## What is being asked
Could you retype every entry below exactly as written?

## Records for processing
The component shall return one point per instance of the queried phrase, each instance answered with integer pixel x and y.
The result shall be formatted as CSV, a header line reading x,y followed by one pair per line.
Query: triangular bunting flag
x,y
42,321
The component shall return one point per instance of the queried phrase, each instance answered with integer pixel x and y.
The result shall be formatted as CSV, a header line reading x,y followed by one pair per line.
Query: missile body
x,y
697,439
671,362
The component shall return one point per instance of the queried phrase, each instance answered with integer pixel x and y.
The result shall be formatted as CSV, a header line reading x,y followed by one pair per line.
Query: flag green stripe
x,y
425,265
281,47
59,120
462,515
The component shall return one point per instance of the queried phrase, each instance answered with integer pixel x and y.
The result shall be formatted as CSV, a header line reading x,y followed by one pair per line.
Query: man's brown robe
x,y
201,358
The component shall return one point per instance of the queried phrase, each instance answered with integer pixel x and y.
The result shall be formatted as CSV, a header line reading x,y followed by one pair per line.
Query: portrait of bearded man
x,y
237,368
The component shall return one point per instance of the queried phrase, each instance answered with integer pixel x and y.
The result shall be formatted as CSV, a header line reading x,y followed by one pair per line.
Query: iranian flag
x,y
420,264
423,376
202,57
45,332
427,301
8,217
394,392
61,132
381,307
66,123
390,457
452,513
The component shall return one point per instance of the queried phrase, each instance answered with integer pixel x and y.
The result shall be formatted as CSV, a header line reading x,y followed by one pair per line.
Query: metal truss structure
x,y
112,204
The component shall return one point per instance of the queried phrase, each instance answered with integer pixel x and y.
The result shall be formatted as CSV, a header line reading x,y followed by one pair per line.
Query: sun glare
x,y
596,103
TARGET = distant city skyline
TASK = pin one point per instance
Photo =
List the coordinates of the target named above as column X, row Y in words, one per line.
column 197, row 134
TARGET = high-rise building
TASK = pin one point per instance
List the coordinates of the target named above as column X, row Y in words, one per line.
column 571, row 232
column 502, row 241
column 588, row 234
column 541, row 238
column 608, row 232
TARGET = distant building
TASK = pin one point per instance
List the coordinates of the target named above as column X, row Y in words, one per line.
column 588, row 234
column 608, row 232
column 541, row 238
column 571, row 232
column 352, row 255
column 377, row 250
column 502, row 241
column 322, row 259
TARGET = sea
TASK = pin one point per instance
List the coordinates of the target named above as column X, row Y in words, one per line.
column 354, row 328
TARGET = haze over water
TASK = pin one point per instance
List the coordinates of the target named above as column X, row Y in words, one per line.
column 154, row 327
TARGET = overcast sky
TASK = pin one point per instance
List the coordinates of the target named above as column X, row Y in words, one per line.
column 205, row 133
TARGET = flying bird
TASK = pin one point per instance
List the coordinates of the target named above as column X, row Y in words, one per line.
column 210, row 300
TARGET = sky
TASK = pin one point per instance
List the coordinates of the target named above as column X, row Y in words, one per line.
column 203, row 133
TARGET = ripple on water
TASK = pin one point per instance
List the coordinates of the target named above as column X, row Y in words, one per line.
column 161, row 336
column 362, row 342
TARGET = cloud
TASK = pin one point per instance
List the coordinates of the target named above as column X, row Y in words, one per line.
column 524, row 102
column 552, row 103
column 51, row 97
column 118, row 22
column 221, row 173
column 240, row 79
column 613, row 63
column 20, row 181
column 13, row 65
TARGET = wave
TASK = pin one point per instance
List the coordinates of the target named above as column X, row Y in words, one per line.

## Exercise output
The component shall return one point per instance of the queried phrase, each instance answered with integer pixel x and y.
The result shall be formatted as CSV, a header line reading x,y followed by one pair per line.
Query: triangular bunting flag
x,y
42,321
The component shall return one point per instance of the queried phrase, each instance answered with integer pixel x and y.
The result shall be formatted as CSV, a header line reading x,y followed by one pair per line.
Query: missile body
x,y
697,439
671,362
The component shall return one point per instance of the queried phrase, each instance answered with integer pixel x and y.
The result shall be formatted as CSV, a header line reading x,y followed by one pair per line.
Query: flag green stripe
x,y
425,265
281,47
59,120
462,515
The component shall return one point per instance of the queried phrase, each instance answered with integer pixel x and y.
The result shall be formatted as CSV, a header line reading x,y followed by one pair per line.
Query: man's brown robe
x,y
201,358
The component shall return one point per instance of the queried phrase, each instance answered with integer pixel x and y.
The result shall be formatted as CSV, a header line reading x,y followed by one pair per line.
Query: portrait of bearded man
x,y
237,368
The component shall return one point per instance of the queried phrase, each instance answered with integer pixel x and y.
The result shall be formatted as CSV, a header line reading x,y followed by one pair per line.
Query: iranian flag
x,y
420,264
423,376
202,57
45,332
427,301
8,217
394,392
61,132
381,307
66,123
390,457
452,513
The component shall return one point per instance of the queried phrase, each instance answered with integer pixel x and y.
The result shall be formatted as CSV, a header line reading x,y followed by one pair per line.
Query: metal truss structure
x,y
112,204
The component shall return one point per instance of the queried phrase, each instance answered with integer pixel x and y.
The result shall be formatted as CSV, a header line reading x,y followed by one pair per line.
Query: sun glare
x,y
596,103
TARGET = distant city skyline
TASK = pin one point per instance
Photo =
List the coordinates of the target named above as column X, row Y in words, one per line.
column 197, row 134
TARGET = high-rise building
TASK = pin one point per instance
List the coordinates of the target named above as column X, row Y in words, one per line.
column 571, row 232
column 502, row 241
column 588, row 234
column 541, row 238
column 608, row 232
TARGET = distant building
TASK = pin one point per instance
List the coordinates of the target named above as column X, row Y in words, one per line.
column 588, row 234
column 608, row 232
column 541, row 238
column 571, row 232
column 352, row 255
column 377, row 250
column 502, row 241
column 322, row 259
TARGET = sea
TASK = pin one point per instance
List the coordinates of the target named above as column X, row Y in words, one per line.
column 354, row 328
TARGET = haze over water
TASK = pin one point per instance
List the coordinates of the target named above as column X, row Y in words, one per line.
column 154, row 327
TARGET = overcast sky
TASK = pin one point per instance
List the coordinates of the target named above as column X, row Y in words, one per line.
column 205, row 133
TARGET = flying bird
TASK = pin one point per instance
List the coordinates of the target named above as column X, row Y in words, one per line.
column 210, row 300
TARGET = sky
TASK = pin one point per instance
List the coordinates of the target named above as column X, row Y in words, one per line.
column 203, row 133
TARGET = ripple on water
TASK = pin one point per instance
List the coordinates of the target named above as column X, row Y in words, one per line.
column 161, row 336
column 362, row 342
TARGET = cloud
TASK = pin one point per instance
List the coordinates of the target named above as column X, row Y in words, one per line.
column 524, row 102
column 552, row 103
column 51, row 97
column 118, row 22
column 221, row 173
column 240, row 79
column 613, row 63
column 20, row 181
column 13, row 65
TARGET = wave
TASK = pin one point per instance
List the coordinates of the target named above as column X, row Y in words, one per line.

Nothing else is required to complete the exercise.